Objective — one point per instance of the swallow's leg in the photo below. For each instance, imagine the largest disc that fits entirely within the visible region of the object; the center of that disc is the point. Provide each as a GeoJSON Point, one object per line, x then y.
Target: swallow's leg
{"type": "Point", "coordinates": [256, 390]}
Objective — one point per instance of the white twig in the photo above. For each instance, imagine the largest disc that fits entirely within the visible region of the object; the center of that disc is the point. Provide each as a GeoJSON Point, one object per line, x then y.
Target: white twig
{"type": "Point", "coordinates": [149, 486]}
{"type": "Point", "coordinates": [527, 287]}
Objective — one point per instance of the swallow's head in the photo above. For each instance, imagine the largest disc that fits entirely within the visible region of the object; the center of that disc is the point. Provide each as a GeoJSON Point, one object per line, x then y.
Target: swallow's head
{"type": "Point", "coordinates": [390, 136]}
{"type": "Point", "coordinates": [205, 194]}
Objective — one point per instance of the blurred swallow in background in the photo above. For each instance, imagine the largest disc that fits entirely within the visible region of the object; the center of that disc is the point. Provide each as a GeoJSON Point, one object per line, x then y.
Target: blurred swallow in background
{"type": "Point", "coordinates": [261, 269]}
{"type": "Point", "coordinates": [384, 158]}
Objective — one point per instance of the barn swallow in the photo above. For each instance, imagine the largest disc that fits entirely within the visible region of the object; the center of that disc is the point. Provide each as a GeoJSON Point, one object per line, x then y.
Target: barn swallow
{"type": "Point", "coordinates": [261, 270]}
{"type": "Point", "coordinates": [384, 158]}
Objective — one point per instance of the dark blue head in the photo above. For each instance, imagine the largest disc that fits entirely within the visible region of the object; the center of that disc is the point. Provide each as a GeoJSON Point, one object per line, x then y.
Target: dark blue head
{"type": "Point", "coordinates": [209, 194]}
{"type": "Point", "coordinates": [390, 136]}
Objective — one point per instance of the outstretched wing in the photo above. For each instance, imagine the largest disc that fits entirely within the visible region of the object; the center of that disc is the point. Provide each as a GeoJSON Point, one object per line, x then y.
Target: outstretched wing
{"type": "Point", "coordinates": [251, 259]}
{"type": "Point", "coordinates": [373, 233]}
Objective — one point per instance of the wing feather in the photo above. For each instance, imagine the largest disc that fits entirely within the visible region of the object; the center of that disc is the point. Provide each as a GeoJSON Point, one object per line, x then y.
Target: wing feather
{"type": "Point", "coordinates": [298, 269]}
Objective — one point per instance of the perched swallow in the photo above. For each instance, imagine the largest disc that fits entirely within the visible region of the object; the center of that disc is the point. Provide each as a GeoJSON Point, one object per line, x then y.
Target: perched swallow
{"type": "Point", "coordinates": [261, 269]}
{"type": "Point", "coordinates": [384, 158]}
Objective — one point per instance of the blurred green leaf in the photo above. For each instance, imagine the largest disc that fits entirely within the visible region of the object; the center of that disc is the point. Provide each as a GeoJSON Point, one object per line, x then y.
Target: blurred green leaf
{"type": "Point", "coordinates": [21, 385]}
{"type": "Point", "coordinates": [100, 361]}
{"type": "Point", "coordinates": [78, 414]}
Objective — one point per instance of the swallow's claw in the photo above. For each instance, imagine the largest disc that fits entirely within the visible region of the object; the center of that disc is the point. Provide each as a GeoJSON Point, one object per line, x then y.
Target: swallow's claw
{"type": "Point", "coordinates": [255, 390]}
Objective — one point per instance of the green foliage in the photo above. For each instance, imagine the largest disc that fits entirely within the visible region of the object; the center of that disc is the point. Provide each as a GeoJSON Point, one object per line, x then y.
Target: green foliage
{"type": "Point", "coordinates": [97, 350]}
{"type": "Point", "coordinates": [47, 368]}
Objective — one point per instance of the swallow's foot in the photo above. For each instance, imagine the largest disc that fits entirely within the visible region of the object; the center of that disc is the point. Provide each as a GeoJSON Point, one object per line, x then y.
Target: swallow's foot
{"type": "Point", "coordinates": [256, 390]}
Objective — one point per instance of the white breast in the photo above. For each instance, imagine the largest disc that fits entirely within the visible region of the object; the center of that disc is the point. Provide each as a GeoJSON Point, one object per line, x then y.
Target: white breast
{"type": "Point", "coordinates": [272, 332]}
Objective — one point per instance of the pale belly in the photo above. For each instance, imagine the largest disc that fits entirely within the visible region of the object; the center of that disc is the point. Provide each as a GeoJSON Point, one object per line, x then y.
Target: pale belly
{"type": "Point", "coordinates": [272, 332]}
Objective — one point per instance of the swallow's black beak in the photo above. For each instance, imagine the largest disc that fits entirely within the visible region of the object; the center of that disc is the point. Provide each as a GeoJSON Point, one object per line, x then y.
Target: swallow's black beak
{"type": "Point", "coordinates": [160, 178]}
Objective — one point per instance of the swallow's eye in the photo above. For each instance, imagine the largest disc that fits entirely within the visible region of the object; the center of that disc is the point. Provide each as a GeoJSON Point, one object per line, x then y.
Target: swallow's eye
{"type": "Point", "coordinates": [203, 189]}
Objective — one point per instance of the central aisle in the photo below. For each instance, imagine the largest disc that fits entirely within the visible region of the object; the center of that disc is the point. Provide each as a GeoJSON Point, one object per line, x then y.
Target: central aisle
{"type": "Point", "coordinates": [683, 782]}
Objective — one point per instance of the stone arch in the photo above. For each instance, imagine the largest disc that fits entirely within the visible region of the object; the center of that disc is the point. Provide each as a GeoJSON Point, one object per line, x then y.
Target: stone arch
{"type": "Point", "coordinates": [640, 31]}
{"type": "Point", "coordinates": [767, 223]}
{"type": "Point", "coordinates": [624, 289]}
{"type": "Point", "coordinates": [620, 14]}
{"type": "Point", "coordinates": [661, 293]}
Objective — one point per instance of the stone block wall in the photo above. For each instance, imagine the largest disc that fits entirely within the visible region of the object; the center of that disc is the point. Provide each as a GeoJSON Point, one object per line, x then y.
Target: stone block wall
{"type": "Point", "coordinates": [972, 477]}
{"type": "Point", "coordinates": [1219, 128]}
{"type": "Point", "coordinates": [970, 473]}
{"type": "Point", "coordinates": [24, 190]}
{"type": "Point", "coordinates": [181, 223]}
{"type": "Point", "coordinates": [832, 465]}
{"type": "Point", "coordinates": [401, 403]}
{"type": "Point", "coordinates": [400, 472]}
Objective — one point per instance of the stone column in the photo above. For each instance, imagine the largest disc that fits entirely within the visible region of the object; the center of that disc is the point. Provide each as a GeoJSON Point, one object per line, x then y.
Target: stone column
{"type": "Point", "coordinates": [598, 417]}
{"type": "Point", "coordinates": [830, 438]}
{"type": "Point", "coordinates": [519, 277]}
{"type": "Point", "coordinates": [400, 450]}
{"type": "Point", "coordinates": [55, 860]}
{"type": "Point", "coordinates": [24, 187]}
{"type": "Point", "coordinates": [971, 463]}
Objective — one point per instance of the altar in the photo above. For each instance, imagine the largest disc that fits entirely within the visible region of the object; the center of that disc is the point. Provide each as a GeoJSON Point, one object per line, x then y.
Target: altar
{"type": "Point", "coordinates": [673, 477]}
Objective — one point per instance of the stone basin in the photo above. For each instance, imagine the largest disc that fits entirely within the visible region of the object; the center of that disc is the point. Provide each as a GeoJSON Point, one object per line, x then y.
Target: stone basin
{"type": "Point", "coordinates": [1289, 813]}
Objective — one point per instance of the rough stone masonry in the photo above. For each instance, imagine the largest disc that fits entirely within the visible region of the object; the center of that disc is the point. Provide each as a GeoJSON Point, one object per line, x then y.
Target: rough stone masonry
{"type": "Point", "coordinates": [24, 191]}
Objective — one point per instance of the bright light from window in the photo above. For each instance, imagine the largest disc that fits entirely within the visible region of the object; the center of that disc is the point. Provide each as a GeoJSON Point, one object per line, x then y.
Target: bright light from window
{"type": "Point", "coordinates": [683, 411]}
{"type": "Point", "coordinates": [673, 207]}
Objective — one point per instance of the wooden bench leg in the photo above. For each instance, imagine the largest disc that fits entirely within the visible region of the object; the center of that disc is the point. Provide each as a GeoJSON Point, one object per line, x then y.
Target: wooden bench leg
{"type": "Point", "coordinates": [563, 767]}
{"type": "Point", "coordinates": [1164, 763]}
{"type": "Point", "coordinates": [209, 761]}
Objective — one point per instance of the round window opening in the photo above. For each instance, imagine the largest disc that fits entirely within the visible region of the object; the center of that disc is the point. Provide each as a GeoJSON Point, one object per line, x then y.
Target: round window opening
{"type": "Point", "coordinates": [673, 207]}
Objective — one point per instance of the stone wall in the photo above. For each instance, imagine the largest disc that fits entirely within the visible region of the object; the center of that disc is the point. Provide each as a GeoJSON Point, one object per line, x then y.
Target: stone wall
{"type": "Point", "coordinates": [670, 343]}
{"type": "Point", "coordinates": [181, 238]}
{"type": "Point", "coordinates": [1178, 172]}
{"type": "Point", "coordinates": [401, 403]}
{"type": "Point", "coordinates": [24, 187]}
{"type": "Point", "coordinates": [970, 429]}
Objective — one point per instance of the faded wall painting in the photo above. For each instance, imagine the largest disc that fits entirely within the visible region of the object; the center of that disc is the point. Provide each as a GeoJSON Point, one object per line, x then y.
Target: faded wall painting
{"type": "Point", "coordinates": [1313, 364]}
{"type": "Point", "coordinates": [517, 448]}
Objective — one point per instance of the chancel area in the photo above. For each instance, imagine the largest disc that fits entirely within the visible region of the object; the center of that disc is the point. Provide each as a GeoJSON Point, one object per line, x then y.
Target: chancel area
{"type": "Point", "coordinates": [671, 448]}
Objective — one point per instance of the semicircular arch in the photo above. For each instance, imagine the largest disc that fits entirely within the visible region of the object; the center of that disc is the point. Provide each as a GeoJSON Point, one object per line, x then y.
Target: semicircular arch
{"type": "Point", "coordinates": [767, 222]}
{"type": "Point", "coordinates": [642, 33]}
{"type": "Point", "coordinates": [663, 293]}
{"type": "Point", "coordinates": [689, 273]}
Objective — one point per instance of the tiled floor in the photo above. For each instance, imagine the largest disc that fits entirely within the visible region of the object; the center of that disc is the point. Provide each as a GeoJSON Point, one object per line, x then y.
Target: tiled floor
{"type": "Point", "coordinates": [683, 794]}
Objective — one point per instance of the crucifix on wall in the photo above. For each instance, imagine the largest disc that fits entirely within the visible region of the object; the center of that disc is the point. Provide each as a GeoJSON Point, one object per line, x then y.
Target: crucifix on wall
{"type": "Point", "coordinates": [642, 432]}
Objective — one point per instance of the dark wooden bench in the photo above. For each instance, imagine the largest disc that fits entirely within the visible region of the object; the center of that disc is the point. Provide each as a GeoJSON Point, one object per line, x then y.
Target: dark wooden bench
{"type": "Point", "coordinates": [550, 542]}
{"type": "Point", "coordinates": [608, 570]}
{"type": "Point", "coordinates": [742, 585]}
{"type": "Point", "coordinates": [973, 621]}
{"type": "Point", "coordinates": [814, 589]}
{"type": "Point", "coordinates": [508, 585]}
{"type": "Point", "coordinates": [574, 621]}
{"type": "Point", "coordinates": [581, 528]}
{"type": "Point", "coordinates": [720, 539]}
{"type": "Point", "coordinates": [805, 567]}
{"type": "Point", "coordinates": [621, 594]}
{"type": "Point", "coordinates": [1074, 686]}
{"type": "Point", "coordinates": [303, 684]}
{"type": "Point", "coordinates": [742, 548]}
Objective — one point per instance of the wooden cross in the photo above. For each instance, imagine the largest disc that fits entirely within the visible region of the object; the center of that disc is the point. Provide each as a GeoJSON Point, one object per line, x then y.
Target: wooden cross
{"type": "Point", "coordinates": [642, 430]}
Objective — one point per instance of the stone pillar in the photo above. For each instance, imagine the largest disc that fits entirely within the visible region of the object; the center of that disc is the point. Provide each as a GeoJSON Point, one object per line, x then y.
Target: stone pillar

******************************

**Task instructions**. Every line in the listing above that mentions "pillar" should be returned.

**Solved problem**.
Objective — one point per instance of the stone pillar in the photo above. For each instance, imagine the largest disc that fits entirely within the visible region of the object; the center of that disc is the point. Provide each as a GeoJSON Point, one object per line, x then y.
Target: stone pillar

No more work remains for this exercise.